**节选内容:**
# # # # #
<1> 生成training data 和 testing data : GenerateTrainDataSet

% ========================================================================
% 功能：生成具有正弦分界线的training data set
%
function [TrainData, TestData] = GenerateTrainDataSet(nTrainSize, nTestSize)
TrainData = zeros(nTrainSize,3);
TestData = zeros(nTestSize,3);
figure;
hold on;
%生成training data
title('training data')
for m = 1 : nTrainSize;
TrainData(m,1) =2 * pi * rand();                            % 1 对应x1
%TrainData(m,2) = sin(TrainData(m,1)) + rand() - 0.5;       % 2 对应x2
TrainData(m,2) = 4 * rand();
if(TrainData(m,2) >= sin(TrainData(m,1)) + 2)               % 3 对应y
TrainData(m,3) = 1;
plot(TrainData(m,1),TrainData(m,2),'*b','MarkerSize',10);
hold on;
else
TrainData(m,3) = 0;
plot(TrainData(m,1),TrainData(m,2),'or','MarkerSize',10);
hold on;
end;
end;
%生成testing data
figure;
hold on;
title('testing data')
for m = 1 : nTestSize;
TestData(m,1) =2 * pi * rand();                             % 1 对应x1
%TrainData(m,2) = sin(TrainData(m,1)) + rand() - 0.5;       % 2 对应x2
TestData(m,2) = 4 * rand();
if(TestData(m,2) >= sin(TestData(m,1)) + 2)                 % 3 对应y
TestData(m,3) = 1;
plot(TestData(m,1),TestData(m,2),'*b','MarkerSize',10);
hold on;
else
TestData(m,3) = 0;
plot(TestData(m,1),TestData(m,2),'or','MarkerSize',10);
hold on;
end;
end;

<2> 设计演算法对training data进行学习

%=========================================================================%
% decision stump 模型
% 输入：（X，y, u) (re-weighted error : u)，(X,y) data set (supervised)
# # # # #
**所给信息:**
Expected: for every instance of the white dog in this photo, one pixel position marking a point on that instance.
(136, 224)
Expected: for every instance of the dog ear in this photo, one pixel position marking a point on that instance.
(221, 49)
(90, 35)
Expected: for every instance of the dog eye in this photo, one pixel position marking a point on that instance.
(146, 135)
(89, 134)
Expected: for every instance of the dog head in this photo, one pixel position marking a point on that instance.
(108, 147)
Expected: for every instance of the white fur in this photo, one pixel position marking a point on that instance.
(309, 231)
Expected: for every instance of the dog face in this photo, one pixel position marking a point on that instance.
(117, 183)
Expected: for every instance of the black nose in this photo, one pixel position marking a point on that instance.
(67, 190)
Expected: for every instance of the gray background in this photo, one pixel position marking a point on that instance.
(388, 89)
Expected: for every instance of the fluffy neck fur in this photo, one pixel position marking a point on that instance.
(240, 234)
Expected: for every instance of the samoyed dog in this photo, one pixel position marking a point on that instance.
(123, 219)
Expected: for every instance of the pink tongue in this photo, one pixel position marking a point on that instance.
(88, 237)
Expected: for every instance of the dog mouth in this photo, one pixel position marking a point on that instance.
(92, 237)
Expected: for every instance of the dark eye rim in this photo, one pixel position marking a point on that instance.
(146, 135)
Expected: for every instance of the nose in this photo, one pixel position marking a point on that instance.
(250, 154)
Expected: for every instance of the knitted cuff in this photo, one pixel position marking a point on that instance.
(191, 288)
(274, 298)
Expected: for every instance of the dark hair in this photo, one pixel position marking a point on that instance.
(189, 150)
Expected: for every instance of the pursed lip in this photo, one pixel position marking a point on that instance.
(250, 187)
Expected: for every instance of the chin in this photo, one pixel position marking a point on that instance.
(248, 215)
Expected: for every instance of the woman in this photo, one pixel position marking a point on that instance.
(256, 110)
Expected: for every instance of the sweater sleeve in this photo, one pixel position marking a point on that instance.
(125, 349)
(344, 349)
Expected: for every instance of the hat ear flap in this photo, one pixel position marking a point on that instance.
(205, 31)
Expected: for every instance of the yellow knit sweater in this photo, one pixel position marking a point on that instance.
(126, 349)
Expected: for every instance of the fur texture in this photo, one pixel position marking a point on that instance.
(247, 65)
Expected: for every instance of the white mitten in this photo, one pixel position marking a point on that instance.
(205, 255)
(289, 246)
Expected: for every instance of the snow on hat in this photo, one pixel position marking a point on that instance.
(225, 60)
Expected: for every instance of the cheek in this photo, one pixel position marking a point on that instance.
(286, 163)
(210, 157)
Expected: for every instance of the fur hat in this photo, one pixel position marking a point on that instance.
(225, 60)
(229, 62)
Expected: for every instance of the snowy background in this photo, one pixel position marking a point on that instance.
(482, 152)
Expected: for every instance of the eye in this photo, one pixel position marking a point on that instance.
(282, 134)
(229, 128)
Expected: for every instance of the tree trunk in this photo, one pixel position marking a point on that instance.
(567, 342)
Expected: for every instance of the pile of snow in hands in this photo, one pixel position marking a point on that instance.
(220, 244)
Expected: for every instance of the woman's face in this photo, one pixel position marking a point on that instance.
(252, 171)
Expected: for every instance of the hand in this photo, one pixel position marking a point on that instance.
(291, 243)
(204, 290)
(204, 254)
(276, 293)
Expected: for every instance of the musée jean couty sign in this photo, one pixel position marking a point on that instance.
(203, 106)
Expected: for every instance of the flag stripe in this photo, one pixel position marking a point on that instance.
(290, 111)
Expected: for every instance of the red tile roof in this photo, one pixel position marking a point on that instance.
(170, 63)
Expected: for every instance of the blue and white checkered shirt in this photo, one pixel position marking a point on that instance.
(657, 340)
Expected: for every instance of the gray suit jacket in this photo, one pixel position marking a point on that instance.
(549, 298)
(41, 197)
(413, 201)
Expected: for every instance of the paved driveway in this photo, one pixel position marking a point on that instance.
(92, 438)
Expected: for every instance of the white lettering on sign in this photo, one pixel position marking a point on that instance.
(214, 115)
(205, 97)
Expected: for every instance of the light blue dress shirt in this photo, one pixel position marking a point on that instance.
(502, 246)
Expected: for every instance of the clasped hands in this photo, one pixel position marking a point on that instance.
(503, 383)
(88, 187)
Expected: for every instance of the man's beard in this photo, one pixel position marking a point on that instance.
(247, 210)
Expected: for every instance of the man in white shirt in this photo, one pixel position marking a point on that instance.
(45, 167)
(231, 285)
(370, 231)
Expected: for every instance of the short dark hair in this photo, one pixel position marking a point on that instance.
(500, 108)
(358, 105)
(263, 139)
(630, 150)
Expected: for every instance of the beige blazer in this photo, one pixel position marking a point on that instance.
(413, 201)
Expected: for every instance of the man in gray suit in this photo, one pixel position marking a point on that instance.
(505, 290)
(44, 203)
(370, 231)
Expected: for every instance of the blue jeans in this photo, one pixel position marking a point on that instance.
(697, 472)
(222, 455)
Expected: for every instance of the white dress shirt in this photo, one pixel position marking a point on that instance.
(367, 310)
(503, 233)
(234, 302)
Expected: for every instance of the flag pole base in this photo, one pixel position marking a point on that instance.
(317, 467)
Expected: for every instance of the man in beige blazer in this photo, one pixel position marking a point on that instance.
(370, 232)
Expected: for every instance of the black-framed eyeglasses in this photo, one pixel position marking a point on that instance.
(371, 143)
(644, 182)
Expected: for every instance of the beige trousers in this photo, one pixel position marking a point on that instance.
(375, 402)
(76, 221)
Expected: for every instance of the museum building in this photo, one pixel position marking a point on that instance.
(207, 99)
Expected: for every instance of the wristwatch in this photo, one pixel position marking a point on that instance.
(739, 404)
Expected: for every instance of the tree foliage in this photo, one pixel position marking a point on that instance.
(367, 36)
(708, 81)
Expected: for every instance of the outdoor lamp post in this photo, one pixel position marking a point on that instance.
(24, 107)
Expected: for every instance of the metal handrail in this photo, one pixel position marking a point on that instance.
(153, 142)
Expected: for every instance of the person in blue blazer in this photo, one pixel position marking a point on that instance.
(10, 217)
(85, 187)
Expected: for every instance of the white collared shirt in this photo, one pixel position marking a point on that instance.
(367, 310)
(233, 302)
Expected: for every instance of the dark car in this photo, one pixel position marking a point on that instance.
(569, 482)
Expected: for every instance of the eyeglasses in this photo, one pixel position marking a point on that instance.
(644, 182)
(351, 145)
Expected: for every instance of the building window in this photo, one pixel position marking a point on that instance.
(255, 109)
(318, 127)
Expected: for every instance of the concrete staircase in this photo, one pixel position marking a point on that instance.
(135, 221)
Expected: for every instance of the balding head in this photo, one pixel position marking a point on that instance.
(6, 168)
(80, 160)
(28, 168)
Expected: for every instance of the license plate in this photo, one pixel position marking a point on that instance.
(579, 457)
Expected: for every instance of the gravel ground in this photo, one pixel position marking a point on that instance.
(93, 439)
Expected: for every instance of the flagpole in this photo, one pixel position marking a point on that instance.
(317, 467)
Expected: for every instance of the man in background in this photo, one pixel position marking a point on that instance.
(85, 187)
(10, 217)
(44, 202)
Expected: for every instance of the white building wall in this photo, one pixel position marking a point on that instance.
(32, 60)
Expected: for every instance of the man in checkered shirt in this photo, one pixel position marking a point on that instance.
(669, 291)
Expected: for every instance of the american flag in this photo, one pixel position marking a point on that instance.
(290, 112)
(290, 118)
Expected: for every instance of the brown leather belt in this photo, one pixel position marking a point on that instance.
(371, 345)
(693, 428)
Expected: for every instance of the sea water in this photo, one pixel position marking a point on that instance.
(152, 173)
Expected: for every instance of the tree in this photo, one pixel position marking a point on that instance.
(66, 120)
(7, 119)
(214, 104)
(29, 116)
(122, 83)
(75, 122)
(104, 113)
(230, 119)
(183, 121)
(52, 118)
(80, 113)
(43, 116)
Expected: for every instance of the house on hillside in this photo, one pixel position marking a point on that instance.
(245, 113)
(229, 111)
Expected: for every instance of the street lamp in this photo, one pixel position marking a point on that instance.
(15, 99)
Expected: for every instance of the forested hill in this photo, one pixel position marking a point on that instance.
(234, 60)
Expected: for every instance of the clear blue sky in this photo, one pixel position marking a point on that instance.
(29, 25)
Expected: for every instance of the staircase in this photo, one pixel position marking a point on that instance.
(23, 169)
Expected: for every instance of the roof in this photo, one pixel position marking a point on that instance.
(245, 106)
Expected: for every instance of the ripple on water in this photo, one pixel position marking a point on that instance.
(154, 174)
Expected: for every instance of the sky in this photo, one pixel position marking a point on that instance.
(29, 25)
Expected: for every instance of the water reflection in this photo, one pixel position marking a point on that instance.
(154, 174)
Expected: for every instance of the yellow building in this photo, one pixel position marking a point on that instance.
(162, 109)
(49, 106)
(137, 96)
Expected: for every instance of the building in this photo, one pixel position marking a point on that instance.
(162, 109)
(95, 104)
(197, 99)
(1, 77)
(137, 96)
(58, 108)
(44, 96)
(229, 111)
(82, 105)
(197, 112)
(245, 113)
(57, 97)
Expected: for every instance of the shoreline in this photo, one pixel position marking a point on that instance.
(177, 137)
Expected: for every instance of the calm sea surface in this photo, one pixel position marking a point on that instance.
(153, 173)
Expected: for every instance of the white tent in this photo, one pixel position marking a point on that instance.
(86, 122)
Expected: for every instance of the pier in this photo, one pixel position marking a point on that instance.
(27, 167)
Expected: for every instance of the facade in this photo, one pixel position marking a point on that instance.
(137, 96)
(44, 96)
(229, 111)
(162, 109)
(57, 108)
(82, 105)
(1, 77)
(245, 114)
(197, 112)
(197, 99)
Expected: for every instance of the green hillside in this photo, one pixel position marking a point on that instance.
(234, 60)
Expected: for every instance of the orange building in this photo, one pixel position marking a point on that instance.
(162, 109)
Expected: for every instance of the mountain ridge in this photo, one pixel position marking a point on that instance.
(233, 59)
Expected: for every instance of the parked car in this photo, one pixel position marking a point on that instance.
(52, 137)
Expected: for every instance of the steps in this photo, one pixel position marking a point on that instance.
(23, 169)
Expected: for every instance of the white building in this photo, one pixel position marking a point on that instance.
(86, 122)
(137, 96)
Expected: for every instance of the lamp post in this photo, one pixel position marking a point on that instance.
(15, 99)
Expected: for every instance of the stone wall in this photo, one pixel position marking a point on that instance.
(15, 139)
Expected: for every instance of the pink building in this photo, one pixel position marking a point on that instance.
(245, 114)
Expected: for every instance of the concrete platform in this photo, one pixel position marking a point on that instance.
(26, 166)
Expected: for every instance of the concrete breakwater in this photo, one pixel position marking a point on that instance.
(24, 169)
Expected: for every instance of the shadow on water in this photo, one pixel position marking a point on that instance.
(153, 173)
# # # # #
**任务要求:**
请根据节选内容回答以下问题：
(a) 生成 training data 时，若 TrainData(m,2) >= sin(TrainData(m,1)) + 2，TrainData(m,3) 被赋为什么值？
(b) 为 testing data 新建的图形窗口用的标题是什么？
(c) 第 <2> 部分的注释中写的是什么模型？

**本题答案:**
(a) 1
(b) 'testing data'
(c) decision stump 模型